**Task prompt**
Search each line of the data for the word "head"; copy every line where it is found.

Records from a dataset:
• • • •
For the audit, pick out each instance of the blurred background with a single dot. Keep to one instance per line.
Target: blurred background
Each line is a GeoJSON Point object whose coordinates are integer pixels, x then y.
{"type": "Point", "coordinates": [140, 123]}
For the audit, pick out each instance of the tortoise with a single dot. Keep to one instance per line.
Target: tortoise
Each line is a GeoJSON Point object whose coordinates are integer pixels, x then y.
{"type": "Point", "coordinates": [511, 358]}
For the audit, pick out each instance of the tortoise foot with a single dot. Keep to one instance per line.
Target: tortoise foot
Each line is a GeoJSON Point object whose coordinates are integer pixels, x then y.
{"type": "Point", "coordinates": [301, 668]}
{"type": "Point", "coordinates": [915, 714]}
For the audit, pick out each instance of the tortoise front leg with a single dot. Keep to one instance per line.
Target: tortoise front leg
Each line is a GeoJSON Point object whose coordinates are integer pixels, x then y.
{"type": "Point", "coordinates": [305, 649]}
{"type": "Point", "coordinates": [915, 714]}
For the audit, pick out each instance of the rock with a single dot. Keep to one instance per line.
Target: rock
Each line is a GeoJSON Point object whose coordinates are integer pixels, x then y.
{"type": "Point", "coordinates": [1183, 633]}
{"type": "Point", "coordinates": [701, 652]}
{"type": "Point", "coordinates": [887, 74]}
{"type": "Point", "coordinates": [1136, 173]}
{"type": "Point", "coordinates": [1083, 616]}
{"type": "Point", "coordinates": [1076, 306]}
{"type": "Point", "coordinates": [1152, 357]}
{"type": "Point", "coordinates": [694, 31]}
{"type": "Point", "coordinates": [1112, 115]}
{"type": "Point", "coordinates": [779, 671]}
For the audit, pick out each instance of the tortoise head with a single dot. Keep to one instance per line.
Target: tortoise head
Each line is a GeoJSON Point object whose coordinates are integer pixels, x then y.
• • • •
**The completed task**
For the audit, pick out each instance of the tortoise head with a single dot. Keep to one instance per line.
Target: tortoise head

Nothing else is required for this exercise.